-- TEXT FOR ANALYSIS --
# # #
Evadne arrived back in Portsmouth on 6 September 1945 and was paid off the following month.

==Return to yachting==
Following the war, Evadne returned to civil life as a yacht. By September 1950 she had been sold to a private British company (Zapla Ltd), renamed Zapala for the use of the American businessman R. J. Reynolds Jr., of the eponymous tobacco company, initially for a world cruise. Reynolds owned Sapelo Island on the Atlantic coast of Georgia, known by Spanish colonists as Zapala.

In 1952 she was bought by Arturo López Willshaw who renamed her Gaviota IV. He had her lavishly redecorated by Georges Geffroy. Arturo entertained many famous guests on board, including Salvador Dali. Many of the Geffroy items were sold at auction by Sothebys.

Following the death of André François-Poncet in 1962 she was bought by Robert Zellinger de Balkany, a French retail property magnate, who renamed her Marala, a portmanteau of the names of his first two daughters, Alexandra and Maria. He owned her until his death in 2015. During this period notable users included Frank Sinatra, who hired her for the month of June 1970, and hosted Grace Kelly and Princess Alexandra of Kent, among others.

The yacht operates today in the Mediterranean, under the name MY Marala, still with her original engines.

==On film==
The Evadne (now Marala) was the setting of the 2001 film The Cat's Meow, in which she represented William Randolph Hearst's yacht, the Oneida.
# # #
-- WHAT TO DO --
1. In the text about the yacht Evadne, who hired her for the month of June 1970?
2. Transcribe the stretch of the yacht text from "The yacht operates" through "yacht, the Oneida.".
The records play no part in this work.

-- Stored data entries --
# # #
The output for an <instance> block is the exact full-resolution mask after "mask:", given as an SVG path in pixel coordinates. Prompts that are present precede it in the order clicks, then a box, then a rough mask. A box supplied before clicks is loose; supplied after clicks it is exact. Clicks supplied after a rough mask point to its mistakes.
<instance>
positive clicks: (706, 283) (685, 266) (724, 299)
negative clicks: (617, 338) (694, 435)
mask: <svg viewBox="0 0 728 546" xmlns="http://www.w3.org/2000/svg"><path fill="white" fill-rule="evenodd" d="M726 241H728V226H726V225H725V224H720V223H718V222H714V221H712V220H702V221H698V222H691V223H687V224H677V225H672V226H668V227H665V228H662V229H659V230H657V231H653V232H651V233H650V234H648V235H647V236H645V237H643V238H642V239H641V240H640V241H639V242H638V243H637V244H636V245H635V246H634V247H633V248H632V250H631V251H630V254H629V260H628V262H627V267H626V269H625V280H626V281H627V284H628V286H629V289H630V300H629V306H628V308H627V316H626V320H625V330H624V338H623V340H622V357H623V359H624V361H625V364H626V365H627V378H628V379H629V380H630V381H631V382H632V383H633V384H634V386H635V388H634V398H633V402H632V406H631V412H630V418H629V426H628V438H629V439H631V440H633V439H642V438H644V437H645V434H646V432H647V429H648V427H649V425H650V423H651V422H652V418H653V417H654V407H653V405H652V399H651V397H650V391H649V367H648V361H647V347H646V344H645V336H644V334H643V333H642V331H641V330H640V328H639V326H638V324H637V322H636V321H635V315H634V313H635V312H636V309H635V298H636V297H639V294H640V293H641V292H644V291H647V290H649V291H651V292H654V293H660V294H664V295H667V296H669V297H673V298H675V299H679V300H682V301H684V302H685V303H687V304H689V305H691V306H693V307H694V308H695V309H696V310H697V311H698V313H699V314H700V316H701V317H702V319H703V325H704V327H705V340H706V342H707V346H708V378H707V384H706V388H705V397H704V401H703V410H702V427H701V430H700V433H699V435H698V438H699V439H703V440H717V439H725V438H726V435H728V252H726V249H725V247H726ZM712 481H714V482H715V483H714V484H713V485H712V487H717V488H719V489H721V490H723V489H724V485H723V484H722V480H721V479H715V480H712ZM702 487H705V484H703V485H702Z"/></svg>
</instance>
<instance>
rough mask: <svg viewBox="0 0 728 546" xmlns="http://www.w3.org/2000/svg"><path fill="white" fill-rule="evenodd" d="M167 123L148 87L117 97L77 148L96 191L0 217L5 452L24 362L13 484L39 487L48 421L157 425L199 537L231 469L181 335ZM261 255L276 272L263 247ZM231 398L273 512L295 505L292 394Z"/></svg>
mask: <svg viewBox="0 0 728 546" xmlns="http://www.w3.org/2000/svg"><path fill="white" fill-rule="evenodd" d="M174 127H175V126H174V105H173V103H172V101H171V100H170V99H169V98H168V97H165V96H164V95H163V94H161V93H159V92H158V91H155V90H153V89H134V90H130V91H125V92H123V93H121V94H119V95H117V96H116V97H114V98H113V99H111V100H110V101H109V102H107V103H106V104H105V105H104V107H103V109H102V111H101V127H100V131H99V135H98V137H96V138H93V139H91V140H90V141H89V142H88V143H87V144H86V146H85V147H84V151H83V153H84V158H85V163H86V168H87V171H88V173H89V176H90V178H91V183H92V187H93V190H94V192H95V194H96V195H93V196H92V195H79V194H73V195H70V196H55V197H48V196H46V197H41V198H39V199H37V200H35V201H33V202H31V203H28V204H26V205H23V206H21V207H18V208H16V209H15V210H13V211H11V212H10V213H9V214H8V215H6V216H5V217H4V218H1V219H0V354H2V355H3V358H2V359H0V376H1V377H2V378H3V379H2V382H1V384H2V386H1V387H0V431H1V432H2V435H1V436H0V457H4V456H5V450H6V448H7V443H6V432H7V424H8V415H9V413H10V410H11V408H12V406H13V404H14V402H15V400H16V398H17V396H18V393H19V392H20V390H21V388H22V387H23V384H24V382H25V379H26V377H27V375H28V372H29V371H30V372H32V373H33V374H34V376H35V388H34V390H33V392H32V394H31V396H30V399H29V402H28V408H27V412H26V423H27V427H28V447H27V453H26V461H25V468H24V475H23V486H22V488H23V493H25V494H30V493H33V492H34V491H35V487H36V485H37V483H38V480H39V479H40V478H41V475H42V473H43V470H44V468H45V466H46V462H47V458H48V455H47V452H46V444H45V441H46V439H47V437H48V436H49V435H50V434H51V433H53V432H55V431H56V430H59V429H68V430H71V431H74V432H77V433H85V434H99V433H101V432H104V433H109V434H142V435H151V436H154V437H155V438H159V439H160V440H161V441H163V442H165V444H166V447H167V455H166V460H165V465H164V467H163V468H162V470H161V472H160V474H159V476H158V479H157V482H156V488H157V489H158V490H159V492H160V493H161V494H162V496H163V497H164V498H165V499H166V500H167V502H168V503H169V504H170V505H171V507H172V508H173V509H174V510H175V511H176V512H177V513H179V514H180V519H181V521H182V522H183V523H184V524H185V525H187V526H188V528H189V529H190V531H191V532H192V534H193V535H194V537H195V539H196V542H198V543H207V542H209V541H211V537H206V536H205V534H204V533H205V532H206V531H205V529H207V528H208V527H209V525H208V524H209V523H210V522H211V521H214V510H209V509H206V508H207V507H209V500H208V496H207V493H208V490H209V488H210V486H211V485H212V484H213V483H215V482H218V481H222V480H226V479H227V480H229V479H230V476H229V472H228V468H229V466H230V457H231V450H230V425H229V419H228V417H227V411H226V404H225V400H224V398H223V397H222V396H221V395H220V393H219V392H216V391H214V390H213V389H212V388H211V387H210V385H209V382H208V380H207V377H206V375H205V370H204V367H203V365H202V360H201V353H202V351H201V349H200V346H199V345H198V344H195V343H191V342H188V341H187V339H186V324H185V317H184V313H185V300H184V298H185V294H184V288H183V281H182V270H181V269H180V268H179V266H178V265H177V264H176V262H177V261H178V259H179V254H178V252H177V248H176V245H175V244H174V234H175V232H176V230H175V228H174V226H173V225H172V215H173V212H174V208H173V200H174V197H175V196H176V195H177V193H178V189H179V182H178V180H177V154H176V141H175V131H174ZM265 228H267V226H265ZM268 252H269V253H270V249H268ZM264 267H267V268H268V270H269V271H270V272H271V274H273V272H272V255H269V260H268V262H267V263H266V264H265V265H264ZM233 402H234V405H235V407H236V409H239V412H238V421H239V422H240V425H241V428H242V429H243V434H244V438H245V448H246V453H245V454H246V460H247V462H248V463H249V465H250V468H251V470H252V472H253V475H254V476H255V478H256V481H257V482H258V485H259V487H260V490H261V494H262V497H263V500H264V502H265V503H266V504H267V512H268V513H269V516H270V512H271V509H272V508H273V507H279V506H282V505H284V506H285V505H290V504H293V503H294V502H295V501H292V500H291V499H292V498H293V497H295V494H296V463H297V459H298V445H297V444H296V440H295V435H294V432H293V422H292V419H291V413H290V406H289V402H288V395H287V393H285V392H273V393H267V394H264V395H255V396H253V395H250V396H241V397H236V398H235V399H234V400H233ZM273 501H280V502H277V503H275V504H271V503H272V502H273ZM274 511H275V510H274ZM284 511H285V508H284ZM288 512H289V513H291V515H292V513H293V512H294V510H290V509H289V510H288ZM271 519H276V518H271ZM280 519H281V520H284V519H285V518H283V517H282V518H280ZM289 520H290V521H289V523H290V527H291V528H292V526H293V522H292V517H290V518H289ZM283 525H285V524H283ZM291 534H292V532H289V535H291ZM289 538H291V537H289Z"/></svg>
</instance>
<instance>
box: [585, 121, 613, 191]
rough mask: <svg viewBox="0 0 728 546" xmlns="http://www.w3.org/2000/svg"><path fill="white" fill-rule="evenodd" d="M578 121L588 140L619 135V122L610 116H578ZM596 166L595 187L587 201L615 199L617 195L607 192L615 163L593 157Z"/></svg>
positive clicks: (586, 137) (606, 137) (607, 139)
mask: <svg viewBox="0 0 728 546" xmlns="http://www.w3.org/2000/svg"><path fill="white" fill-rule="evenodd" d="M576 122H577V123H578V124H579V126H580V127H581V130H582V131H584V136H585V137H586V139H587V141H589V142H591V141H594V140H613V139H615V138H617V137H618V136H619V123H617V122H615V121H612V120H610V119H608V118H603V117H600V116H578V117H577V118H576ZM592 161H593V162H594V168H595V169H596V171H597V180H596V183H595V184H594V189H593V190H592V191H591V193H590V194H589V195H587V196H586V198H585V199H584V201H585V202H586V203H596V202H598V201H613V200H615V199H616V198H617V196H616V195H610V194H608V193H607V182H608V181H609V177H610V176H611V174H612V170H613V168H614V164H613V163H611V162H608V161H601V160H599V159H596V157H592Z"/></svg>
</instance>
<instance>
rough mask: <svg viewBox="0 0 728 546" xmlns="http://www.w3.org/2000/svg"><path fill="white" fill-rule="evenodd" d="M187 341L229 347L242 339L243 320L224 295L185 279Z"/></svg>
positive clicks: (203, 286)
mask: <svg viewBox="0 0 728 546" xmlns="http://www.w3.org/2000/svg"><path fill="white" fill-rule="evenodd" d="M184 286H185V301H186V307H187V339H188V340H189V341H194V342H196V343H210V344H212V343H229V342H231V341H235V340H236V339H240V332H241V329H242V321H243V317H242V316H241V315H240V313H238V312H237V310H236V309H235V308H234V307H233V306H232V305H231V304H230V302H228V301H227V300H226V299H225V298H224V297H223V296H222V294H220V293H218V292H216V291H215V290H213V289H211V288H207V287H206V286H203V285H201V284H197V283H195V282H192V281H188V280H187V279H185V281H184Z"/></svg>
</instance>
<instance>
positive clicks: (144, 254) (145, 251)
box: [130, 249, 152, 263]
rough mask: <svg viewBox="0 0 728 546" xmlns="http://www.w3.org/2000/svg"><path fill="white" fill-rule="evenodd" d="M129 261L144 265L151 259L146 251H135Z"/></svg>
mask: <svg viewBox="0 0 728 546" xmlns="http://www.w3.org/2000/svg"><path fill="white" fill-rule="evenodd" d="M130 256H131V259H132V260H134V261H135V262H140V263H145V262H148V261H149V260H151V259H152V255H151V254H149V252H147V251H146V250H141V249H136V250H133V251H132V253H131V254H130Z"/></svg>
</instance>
# # #
-- TASK ANSWERS --
1. Frank Sinatra

2.
The yacht operates today in the Mediterranean, under the name MY Marala, still with her original engines.

==On film==
The Evadne (now Marala) was the setting of the 2001 film The Cat's Meow, in which she represented William Randolph Hearst's yacht, the Oneida.